How to Make Sports Nutrition Part of Your Endurance Training Routine

If you’re a runner, cyclist, or triathlete, it’s likely that you’ve got all the right gear and are sticking to a dialed-in training plan. But what about your nutrition? Even if you’re eating clean, consuming adequate calories, and getting most of your macronutrients from a well-balanced diet, you might still be able to up your game with carefully targeted supplements. Here’s a quick guide to what to take, when, and why.

Getting Your Brain Going

As crucial as it is to set yourself up for success with sufficient sleep and to follow this with the right morning fuel, your mind also needs priming if you’re to be at your peak. Getting morning sunlight, early movement, and a fat and protein-rich breakfast can all help bring your brain back online. A nootropic supplement can be another beneficial addition to your morning routine.

The AM production of neurotransmitters largely sets your cognitive and emotional tone for the rest of the day. A pair of Polish molecular biologists found that citicoline – one of the key ingredients in Momentous Brain Drivecrosses the blood-brain barrier and elevates the transmission of these brain chemicals. [1] Another Brain Drive ingredient, acetyl-L-carnitine, shows potential for boosting neurotransmitter levels and improving physical performance. It increases production of acetylcholine and dopamine and, according to a paper published in the Journal of Strength and Conditioning Research, increases time to exhaustion during endurance exercise. [2] Taking two capsules of Brain Drive with breakfast can help you start your day strong.

Fighting to the Finish

Creatine is often regarded as only being useful to power athletes, yet it’s actually beneficial for endurance training too. An Australian study published in Medicine & Science in Sports & Exercise found that creatine supplementation helped cyclists produce a faster finish, with the researchers also suggesting that it might help riders respond to mid-race breakaways. [3] Though you may not be doing the all-out sprints favored by football and basketball players, even longer intervals tax your ATP-PC system. As such, every time you do an interval session – or a longer, slower run, ride, or swim that involves a sprint finish or speed bursts – you're depleting your body’s phosphate reservoir.

The best way to top it back up is to take five grams of creatine monohydrate daily. A product like Momentous Performance Creatine, which is made from the finest source in the world and is certified to be free of PEDs and contaminants by both the NSF and Informed Sport, mixes easily in smoothies or water, and can be taken with your protein to top your phosphate stores back up.

Powering Back Up

Every time you train, you create microtears in your muscles. These can only heal if you’re consuming enough protein. Bulking up is a common worry among endurance athletes who want to preserve their hard-won power-to-weight ratio, but in fact, many aren’t getting enough protein to even preserve their lean mass and the high caloric demands of endurance training can lead to the loss of both muscle and overall bodyweight.

======

Your assignment —
From the endurance nutrition guide, pull out word for word the stretch starting with "Fighting to the" and going on through "body’s phosphate reservoir.".

Given information —
======

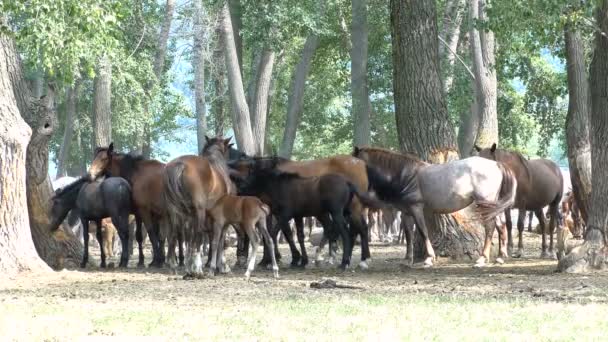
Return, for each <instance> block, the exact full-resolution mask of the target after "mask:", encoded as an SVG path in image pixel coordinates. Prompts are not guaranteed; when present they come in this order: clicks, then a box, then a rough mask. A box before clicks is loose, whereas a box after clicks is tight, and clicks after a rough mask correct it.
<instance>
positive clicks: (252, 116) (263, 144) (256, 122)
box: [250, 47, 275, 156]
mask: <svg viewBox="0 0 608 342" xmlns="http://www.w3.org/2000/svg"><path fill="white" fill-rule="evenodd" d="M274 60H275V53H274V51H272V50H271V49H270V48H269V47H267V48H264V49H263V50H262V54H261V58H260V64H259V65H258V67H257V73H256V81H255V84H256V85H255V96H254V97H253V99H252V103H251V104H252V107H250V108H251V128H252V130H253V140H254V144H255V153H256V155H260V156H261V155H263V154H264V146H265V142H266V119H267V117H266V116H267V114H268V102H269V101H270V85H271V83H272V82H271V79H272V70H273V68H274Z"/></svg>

======

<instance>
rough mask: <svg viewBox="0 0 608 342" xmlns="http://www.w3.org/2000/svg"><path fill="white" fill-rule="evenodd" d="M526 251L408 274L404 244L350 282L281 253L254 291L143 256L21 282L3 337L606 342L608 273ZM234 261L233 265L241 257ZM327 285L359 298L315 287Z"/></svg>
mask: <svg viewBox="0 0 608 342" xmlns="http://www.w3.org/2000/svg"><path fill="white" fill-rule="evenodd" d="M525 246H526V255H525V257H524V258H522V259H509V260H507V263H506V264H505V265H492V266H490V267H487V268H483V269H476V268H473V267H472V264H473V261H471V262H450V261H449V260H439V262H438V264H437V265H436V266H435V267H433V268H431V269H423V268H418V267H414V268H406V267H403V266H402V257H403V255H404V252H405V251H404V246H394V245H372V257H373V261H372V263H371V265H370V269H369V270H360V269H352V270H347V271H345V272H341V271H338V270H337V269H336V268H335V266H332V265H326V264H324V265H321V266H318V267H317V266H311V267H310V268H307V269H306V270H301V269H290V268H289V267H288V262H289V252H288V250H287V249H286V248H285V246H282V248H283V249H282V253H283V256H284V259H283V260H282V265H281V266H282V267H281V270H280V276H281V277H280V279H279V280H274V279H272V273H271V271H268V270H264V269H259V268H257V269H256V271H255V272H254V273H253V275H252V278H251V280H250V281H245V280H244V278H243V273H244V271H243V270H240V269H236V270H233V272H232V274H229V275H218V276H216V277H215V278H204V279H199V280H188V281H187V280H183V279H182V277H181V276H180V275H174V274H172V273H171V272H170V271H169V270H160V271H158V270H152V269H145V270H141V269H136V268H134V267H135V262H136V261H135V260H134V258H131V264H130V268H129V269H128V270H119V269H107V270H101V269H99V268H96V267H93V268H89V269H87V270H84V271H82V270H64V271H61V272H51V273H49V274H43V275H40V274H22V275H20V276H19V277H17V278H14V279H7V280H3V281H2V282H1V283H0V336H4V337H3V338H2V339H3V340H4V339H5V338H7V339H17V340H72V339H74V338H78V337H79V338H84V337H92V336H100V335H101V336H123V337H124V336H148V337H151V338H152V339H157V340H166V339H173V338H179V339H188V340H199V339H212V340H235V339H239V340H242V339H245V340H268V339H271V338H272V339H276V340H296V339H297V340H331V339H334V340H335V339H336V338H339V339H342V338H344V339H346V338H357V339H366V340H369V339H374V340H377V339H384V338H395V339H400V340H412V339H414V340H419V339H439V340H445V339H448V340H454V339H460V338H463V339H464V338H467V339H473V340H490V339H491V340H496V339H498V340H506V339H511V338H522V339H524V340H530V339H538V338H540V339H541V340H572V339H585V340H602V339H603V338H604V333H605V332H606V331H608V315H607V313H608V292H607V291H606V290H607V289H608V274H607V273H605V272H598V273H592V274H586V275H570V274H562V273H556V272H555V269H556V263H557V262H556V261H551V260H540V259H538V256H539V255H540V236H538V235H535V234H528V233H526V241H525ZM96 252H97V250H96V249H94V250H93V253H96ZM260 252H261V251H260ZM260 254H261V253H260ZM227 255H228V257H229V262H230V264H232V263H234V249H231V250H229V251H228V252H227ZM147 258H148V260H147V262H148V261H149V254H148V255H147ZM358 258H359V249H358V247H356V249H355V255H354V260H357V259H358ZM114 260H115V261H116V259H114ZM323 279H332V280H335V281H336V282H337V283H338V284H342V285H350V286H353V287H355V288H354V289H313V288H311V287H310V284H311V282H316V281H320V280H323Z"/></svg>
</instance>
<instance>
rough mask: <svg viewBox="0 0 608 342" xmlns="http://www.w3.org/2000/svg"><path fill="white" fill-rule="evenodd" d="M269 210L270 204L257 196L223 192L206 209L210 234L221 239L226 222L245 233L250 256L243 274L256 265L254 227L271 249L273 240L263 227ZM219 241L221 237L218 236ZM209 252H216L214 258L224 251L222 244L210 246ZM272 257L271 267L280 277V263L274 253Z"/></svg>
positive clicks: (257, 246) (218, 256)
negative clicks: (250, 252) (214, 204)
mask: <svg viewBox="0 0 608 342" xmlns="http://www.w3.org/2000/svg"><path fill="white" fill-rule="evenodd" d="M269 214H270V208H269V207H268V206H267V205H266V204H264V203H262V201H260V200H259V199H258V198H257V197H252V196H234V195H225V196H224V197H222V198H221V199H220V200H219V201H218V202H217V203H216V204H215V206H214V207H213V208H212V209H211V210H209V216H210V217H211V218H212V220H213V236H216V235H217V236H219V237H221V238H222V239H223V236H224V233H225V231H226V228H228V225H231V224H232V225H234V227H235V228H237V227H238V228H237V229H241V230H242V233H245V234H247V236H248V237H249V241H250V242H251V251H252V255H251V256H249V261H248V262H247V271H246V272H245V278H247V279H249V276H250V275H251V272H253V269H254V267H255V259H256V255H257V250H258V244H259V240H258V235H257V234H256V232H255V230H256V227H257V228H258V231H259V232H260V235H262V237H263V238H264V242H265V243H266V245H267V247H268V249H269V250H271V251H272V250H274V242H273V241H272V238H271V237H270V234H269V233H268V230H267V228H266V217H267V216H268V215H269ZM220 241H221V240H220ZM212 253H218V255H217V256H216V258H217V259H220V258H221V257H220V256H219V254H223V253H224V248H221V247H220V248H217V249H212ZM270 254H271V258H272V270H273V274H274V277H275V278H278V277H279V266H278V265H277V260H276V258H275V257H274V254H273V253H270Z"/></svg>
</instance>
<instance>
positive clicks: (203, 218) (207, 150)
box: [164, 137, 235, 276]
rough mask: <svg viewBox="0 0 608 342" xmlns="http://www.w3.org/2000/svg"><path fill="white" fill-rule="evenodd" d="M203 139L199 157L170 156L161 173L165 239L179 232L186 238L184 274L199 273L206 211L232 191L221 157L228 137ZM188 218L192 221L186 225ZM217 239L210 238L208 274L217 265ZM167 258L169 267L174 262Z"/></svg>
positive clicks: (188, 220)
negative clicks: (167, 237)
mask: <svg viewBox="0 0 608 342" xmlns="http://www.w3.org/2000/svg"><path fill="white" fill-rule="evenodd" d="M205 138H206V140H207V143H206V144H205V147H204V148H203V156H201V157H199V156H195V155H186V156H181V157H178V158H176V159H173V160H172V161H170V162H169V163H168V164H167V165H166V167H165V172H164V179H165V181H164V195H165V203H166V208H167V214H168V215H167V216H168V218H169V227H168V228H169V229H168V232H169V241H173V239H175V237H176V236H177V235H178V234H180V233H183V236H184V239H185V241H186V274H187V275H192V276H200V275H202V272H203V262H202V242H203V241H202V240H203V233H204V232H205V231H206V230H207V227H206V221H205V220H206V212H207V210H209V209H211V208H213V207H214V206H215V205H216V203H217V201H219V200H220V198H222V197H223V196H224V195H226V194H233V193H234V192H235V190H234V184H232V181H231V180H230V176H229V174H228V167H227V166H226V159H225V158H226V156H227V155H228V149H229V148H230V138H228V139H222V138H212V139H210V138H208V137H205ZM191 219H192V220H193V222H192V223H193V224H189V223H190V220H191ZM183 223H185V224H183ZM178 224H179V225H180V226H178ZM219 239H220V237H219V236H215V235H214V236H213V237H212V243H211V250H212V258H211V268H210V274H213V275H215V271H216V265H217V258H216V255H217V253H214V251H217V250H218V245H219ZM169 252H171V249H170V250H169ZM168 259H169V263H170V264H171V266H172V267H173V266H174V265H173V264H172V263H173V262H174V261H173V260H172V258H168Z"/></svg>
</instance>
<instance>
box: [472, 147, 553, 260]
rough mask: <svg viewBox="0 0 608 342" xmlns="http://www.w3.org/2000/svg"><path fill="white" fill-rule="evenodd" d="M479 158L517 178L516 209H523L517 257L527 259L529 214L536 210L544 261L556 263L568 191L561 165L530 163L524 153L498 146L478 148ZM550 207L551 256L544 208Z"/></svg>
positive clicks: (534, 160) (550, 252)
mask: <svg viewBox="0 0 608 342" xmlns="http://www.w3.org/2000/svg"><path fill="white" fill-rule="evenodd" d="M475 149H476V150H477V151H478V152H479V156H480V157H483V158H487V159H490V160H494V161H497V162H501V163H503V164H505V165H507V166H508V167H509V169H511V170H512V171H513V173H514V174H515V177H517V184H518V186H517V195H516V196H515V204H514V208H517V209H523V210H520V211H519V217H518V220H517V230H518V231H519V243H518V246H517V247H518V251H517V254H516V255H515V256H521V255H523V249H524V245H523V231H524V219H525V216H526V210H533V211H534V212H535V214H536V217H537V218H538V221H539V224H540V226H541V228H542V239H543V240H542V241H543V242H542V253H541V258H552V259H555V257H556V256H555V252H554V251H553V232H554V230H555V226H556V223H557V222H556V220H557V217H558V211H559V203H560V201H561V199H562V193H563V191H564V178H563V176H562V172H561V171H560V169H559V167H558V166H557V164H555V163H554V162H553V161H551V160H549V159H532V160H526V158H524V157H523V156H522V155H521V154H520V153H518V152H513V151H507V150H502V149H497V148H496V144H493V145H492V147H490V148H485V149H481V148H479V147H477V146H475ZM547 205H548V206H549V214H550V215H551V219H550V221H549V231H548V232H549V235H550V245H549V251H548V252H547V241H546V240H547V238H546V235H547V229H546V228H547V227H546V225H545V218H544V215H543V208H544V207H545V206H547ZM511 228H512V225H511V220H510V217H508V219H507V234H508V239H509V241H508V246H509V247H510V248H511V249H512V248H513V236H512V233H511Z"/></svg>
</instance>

======

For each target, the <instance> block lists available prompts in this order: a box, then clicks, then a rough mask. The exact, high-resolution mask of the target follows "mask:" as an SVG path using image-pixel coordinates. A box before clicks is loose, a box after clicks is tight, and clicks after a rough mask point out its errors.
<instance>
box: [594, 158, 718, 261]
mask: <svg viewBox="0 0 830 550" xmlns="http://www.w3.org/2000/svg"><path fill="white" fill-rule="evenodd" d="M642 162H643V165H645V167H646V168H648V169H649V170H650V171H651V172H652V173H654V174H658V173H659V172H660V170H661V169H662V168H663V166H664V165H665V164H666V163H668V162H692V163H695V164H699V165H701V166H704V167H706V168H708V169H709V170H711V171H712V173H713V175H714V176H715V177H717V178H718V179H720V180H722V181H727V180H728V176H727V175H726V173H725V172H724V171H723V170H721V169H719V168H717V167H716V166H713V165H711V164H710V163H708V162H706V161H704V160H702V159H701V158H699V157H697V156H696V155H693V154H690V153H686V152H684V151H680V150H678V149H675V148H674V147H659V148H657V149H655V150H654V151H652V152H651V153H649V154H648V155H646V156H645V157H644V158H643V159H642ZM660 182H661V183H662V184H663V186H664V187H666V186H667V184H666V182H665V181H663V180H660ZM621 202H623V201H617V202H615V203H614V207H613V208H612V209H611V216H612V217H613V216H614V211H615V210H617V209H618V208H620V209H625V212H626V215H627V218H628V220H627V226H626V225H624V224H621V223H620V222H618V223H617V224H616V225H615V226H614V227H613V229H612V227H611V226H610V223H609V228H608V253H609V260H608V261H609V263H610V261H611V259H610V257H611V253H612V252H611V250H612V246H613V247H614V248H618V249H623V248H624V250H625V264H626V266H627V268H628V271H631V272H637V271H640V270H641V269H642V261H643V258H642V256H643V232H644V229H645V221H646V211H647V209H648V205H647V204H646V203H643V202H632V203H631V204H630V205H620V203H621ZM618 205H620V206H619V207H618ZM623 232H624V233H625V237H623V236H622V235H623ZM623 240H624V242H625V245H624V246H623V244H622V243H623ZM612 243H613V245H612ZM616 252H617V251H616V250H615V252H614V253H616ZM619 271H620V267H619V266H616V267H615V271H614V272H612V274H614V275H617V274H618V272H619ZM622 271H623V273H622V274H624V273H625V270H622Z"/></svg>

======

Solution for this problem —
Fighting to the Finish

Creatine is often regarded as only being useful to power athletes, yet it’s actually beneficial for endurance training too. An Australian study published in Medicine & Science in Sports & Exercise found that creatine supplementation helped cyclists produce a faster finish, with the researchers also suggesting that it might help riders respond to mid-race breakaways. [3] Though you may not be doing the all-out sprints favored by football and basketball players, even longer intervals tax your ATP-PC system. As such, every time you do an interval session – or a longer, slower run, ride, or swim that involves a sprint finish or speed bursts – you're depleting your body’s phosphate reservoir.